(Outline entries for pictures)
*-*-*

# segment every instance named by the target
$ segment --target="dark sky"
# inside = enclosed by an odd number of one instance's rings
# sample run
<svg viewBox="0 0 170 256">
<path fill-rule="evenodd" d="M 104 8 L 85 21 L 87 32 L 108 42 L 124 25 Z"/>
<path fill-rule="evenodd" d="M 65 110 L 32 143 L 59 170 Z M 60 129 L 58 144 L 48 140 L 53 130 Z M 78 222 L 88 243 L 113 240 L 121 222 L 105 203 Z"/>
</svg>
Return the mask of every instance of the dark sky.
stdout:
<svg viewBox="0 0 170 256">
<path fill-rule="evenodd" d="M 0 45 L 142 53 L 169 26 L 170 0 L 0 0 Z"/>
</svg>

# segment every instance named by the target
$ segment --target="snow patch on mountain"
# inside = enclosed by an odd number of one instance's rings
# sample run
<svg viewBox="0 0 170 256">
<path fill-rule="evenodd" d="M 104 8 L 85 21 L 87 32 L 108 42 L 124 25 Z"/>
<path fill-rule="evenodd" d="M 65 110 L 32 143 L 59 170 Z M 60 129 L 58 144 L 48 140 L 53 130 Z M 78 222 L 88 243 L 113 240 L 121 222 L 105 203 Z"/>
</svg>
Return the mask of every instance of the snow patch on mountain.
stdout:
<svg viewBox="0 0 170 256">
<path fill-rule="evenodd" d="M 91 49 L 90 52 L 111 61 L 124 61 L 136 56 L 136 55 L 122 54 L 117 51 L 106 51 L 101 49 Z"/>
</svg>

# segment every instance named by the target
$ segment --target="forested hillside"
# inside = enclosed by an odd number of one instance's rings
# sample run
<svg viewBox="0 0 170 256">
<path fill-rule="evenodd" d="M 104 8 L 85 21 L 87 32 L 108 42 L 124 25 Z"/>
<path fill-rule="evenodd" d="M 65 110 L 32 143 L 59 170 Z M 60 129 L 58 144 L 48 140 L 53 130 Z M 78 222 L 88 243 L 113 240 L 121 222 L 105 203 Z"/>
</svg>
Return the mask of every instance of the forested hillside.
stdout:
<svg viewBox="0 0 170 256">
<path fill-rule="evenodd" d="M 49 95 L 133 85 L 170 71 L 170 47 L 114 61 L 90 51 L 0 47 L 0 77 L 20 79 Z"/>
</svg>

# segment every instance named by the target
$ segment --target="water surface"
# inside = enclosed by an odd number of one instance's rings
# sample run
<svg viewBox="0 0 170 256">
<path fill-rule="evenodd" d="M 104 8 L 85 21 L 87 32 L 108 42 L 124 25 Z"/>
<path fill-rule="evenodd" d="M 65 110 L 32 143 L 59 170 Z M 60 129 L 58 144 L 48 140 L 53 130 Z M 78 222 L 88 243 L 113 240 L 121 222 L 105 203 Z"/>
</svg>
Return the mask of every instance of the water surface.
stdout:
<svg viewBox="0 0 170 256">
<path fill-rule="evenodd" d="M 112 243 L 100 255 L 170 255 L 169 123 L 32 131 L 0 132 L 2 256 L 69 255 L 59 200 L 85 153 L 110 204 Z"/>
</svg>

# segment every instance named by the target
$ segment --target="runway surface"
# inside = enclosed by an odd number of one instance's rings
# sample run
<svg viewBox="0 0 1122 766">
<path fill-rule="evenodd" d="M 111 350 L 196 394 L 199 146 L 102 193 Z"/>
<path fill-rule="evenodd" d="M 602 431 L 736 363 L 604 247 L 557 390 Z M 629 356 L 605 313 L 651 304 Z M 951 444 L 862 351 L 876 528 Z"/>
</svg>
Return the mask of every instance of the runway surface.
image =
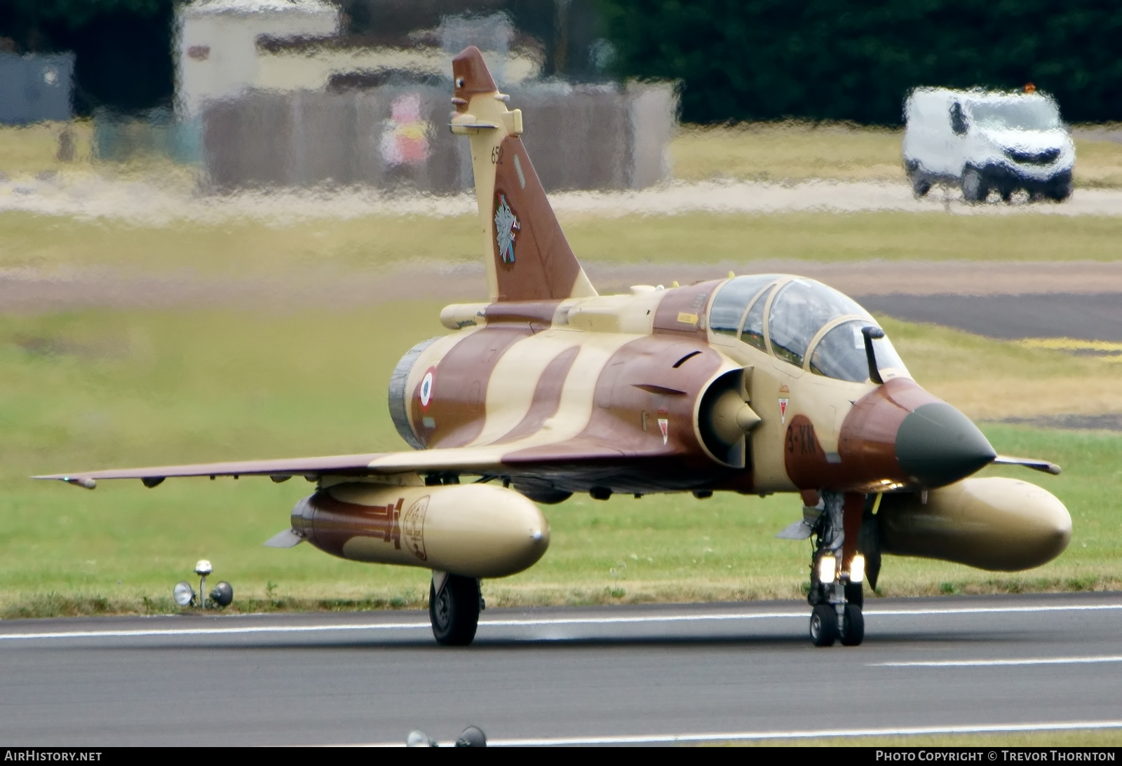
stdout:
<svg viewBox="0 0 1122 766">
<path fill-rule="evenodd" d="M 797 602 L 0 624 L 9 745 L 493 744 L 1122 728 L 1122 594 L 875 599 L 818 649 Z"/>
<path fill-rule="evenodd" d="M 1063 203 L 967 203 L 958 190 L 941 186 L 922 199 L 898 181 L 670 181 L 636 191 L 553 192 L 550 204 L 564 215 L 681 215 L 712 212 L 761 214 L 876 211 L 951 215 L 1122 215 L 1122 190 L 1077 188 Z M 122 220 L 138 225 L 173 221 L 223 223 L 238 220 L 292 223 L 348 220 L 367 215 L 445 218 L 475 215 L 472 193 L 434 195 L 399 190 L 343 187 L 273 188 L 236 194 L 204 194 L 192 183 L 163 185 L 94 174 L 0 179 L 0 212 Z"/>
</svg>

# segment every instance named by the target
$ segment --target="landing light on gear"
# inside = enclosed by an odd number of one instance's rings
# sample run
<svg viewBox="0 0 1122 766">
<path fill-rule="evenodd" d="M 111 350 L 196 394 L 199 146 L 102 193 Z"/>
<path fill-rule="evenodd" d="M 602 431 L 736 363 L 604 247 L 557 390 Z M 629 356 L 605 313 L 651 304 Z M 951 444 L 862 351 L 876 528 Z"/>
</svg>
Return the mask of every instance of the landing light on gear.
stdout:
<svg viewBox="0 0 1122 766">
<path fill-rule="evenodd" d="M 813 520 L 817 535 L 815 555 L 810 567 L 810 590 L 807 602 L 811 606 L 810 640 L 815 646 L 858 646 L 865 639 L 865 618 L 862 582 L 865 580 L 865 557 L 850 548 L 848 567 L 845 566 L 846 505 L 849 513 L 861 511 L 864 497 L 846 497 L 840 492 L 822 491 L 821 513 Z M 848 501 L 848 502 L 847 502 Z"/>
</svg>

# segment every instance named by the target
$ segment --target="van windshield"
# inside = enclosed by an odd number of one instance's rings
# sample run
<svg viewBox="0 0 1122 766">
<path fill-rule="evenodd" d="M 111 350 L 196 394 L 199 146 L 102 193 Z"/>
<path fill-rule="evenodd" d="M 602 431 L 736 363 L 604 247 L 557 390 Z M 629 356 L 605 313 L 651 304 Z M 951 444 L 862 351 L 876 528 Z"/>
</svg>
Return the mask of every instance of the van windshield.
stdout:
<svg viewBox="0 0 1122 766">
<path fill-rule="evenodd" d="M 1045 99 L 971 104 L 974 123 L 991 130 L 1052 130 L 1063 126 L 1056 104 Z"/>
</svg>

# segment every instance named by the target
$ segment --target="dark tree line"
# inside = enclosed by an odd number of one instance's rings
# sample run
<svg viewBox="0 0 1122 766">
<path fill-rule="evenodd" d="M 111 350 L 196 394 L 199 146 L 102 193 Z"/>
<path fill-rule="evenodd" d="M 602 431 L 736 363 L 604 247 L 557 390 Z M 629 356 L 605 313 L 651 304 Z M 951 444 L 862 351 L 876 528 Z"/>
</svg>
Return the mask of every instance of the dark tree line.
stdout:
<svg viewBox="0 0 1122 766">
<path fill-rule="evenodd" d="M 0 47 L 73 50 L 74 108 L 134 111 L 172 102 L 173 0 L 0 0 Z"/>
<path fill-rule="evenodd" d="M 692 122 L 899 124 L 916 85 L 1052 93 L 1122 120 L 1118 0 L 599 0 L 624 76 L 681 81 Z"/>
</svg>

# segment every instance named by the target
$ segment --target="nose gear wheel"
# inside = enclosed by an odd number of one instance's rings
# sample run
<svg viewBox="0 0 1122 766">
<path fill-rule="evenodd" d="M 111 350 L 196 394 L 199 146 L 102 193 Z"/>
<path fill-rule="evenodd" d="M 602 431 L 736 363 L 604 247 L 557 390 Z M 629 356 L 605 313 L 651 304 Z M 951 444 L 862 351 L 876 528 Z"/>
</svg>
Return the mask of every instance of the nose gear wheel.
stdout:
<svg viewBox="0 0 1122 766">
<path fill-rule="evenodd" d="M 845 543 L 845 496 L 840 492 L 820 492 L 822 513 L 813 526 L 815 553 L 810 560 L 810 590 L 807 602 L 810 612 L 810 640 L 815 646 L 859 646 L 865 639 L 865 601 L 862 582 L 850 582 L 843 569 Z M 834 559 L 833 570 L 839 572 L 831 582 L 822 582 L 819 572 L 822 559 Z M 829 567 L 828 567 L 829 569 Z"/>
</svg>

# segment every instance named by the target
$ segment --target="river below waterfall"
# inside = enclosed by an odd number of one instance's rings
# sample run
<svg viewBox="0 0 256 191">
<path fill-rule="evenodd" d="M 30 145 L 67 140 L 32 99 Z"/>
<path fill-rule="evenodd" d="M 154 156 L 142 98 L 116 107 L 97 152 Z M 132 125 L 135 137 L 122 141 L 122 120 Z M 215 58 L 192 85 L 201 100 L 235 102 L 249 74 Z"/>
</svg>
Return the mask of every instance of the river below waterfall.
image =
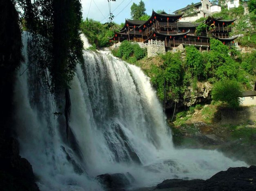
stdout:
<svg viewBox="0 0 256 191">
<path fill-rule="evenodd" d="M 131 186 L 138 187 L 167 179 L 205 179 L 230 167 L 247 166 L 216 150 L 175 149 L 149 78 L 104 51 L 85 50 L 85 63 L 77 65 L 72 82 L 74 150 L 65 141 L 65 124 L 53 114 L 57 104 L 38 85 L 26 36 L 15 119 L 20 155 L 32 165 L 41 190 L 102 190 L 95 177 L 105 173 L 129 172 Z"/>
</svg>

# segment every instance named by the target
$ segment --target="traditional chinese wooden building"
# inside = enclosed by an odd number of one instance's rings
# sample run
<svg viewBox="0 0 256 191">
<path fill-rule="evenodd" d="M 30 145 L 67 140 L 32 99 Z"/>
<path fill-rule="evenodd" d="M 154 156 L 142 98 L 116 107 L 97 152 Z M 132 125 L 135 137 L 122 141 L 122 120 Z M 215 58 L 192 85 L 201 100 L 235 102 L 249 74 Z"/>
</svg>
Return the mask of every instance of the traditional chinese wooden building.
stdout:
<svg viewBox="0 0 256 191">
<path fill-rule="evenodd" d="M 183 44 L 207 49 L 210 46 L 210 37 L 227 44 L 238 37 L 229 36 L 235 20 L 223 20 L 209 17 L 205 24 L 210 29 L 197 35 L 196 29 L 199 24 L 179 22 L 183 15 L 169 14 L 164 11 L 158 13 L 153 10 L 147 21 L 126 20 L 123 28 L 120 32 L 115 33 L 110 40 L 121 42 L 127 40 L 145 43 L 151 40 L 160 41 L 164 42 L 167 48 Z"/>
</svg>

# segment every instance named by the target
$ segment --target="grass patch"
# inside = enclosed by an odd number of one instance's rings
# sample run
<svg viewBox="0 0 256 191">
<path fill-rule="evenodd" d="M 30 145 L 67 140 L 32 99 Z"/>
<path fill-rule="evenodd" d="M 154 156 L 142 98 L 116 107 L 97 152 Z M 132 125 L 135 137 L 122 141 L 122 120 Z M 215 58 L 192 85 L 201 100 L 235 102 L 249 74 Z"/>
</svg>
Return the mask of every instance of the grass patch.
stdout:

*-*-*

Directive | Show every line of the records above that contains the string "Return".

Task response |
Return the mask of every instance of the dark sky.
Return the mask of every instance of the snow patch on mountain.
Return the mask of every instance of the forested hillside.
Return the mask of every instance of the water surface.
Return the mask of every instance of the runway surface.
Return the mask of every instance of the landing light on gear.
Return the mask of every instance of the van windshield.
Return the mask of every instance of the dark tree line.
Return the mask of every instance of the nose gear wheel.
Return the mask of every instance of the river below waterfall.
Return the mask of every instance of the traditional chinese wooden building.
Return the mask of every instance of the grass patch.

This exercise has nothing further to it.